Express the listing from the line containing "Practice: locate the yellow painted" through the line containing "pixel 174 18", both ends included, as a JSON list of strings with one string per line and blank lines omitted.

***

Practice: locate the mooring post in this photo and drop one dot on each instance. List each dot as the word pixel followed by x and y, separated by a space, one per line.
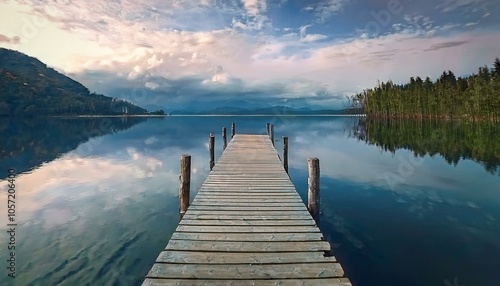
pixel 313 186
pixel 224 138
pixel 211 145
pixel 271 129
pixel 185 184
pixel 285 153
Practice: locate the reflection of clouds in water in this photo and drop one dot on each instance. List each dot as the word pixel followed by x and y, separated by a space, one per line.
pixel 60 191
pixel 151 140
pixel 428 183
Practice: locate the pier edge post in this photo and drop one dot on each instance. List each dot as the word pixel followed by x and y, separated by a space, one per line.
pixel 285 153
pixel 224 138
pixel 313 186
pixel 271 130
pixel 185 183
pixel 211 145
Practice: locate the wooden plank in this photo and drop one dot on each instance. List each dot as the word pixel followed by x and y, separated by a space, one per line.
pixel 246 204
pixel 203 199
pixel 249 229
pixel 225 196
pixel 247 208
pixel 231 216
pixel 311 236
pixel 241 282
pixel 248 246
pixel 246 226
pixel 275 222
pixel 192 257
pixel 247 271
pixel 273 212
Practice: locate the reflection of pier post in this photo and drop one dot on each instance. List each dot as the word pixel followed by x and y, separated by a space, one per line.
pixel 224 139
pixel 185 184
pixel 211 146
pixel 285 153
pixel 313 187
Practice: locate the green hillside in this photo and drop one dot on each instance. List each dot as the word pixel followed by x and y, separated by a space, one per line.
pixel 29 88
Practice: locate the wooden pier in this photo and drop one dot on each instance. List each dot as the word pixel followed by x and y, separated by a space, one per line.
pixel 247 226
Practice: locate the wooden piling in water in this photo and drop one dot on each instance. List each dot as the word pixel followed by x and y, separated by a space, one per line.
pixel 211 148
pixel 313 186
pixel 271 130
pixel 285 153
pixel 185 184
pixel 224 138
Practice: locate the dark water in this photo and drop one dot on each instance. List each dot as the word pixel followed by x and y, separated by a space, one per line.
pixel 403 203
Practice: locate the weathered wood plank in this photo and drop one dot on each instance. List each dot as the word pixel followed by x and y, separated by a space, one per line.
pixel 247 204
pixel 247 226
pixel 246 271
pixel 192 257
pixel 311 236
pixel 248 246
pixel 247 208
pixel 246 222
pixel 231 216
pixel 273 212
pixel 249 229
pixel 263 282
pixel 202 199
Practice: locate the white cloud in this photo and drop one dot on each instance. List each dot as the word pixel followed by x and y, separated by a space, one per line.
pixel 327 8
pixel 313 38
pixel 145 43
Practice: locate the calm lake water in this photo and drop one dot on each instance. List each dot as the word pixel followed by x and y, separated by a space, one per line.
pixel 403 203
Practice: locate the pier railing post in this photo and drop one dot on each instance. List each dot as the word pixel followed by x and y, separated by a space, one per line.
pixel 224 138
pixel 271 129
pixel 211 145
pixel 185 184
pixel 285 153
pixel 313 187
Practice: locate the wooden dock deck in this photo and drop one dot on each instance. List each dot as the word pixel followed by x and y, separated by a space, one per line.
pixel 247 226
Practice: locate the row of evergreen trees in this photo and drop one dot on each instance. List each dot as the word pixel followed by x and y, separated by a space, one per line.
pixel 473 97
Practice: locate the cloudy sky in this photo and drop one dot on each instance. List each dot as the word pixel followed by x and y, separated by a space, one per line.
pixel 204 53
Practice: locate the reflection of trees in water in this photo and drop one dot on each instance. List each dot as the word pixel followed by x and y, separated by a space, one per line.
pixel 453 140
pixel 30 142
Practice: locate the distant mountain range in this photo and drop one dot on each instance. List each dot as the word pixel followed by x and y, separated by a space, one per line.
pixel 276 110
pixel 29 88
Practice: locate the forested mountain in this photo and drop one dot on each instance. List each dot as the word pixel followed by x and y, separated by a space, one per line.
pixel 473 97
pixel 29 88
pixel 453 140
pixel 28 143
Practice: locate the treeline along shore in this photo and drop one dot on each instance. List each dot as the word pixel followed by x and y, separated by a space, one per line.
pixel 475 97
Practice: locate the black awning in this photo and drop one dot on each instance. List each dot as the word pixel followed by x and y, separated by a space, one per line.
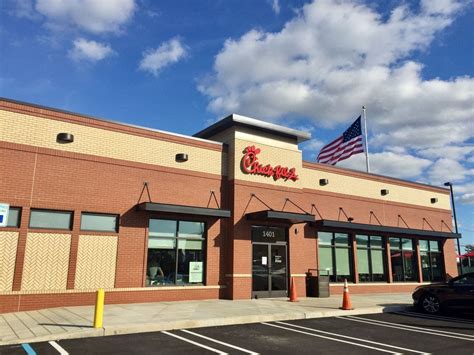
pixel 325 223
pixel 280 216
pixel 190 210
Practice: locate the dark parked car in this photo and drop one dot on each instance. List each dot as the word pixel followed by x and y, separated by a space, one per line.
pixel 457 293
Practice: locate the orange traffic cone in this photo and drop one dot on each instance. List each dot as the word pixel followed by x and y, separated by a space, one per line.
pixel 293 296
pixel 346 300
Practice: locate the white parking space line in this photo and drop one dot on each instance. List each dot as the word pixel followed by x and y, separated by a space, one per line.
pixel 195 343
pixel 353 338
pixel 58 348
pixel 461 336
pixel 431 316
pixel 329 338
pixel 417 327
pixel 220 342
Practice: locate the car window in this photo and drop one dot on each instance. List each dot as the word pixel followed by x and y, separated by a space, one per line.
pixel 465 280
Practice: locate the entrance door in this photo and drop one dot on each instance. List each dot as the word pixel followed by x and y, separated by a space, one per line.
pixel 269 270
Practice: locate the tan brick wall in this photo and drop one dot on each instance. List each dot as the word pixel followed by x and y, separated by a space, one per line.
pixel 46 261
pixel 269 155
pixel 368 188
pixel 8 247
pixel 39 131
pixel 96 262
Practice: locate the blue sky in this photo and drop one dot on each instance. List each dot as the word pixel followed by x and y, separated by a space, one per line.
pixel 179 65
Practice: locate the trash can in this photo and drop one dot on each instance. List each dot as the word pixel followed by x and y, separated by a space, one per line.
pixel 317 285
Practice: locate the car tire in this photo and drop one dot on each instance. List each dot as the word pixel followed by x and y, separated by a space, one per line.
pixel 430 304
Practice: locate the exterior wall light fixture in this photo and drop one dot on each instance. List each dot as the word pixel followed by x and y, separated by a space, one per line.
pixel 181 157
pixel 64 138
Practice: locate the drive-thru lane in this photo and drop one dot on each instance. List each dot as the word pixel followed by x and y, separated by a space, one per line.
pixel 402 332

***

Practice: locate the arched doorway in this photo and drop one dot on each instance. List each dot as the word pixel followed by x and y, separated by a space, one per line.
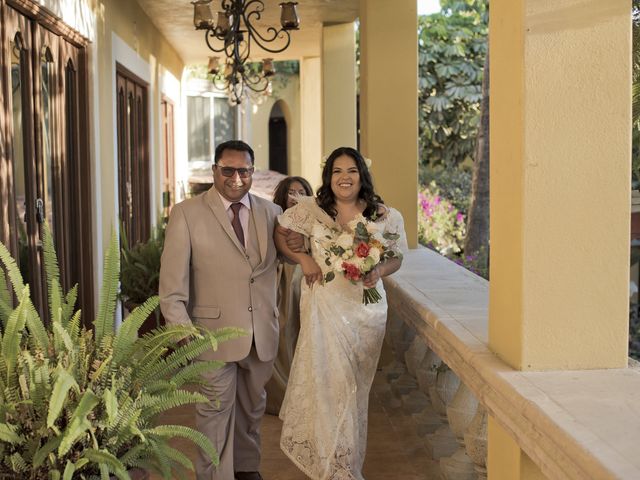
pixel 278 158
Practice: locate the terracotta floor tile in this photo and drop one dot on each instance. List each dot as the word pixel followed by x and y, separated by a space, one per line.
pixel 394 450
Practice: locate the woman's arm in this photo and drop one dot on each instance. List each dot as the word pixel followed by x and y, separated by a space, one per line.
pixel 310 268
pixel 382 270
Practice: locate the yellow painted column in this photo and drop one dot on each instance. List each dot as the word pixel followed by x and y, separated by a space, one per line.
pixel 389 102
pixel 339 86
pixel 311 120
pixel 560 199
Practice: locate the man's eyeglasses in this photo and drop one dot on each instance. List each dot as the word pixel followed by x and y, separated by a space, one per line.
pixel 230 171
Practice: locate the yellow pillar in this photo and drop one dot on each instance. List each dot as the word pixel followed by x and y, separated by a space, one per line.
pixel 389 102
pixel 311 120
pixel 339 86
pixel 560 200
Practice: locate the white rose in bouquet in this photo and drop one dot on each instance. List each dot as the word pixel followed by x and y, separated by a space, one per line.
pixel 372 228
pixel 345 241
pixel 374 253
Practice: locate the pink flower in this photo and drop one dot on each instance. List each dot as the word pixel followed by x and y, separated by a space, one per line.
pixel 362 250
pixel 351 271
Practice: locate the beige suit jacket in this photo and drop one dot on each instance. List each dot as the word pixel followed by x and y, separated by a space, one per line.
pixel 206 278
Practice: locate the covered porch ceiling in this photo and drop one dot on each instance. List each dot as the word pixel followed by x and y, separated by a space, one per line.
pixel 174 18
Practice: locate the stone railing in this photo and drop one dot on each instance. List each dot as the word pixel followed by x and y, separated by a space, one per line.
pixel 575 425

***

--- Exercise output ---
[
  "Practice: locate the yellow painted column in this photo and drop one dot on each instance. List each dot as the word pixel followed by x and y, separated by a space, one per line.",
  "pixel 389 102",
  "pixel 339 86",
  "pixel 311 120",
  "pixel 560 199",
  "Practice: locate the man's eyeglasses in this photo and drop one dot on each instance. List each dot as the word pixel followed by x and y, separated by a space, one per line.",
  "pixel 230 171",
  "Practice: locate the yellow pillar in this photo and drop one dot on each instance. List each dot as the word pixel followed by x and y, separated by a space, one per line.",
  "pixel 389 102",
  "pixel 311 120",
  "pixel 339 86",
  "pixel 560 200",
  "Practice: locate the white rose in bouquet in this photo and drop one dot on each instance. List each dot as the word pixel followed by x and y, separated by a space, one per line.",
  "pixel 372 228",
  "pixel 345 241",
  "pixel 374 253",
  "Practice: locate the pink flower in this photo and drop one dot on each instance. List each dot as the word pixel followed by x and y, separated by a space, one per line.",
  "pixel 362 250",
  "pixel 351 271",
  "Practice: locate the beige suit jacket in this photo and drop one dot on each instance. List each dot as the word pixel followed by x and y, separated by a space, one per line.",
  "pixel 206 278",
  "Practice: locate the covered porch ceiling in this photo and drop one dot on each instance. List each dot as the word pixel followed by x and y, separated by a space, one per line.",
  "pixel 174 18"
]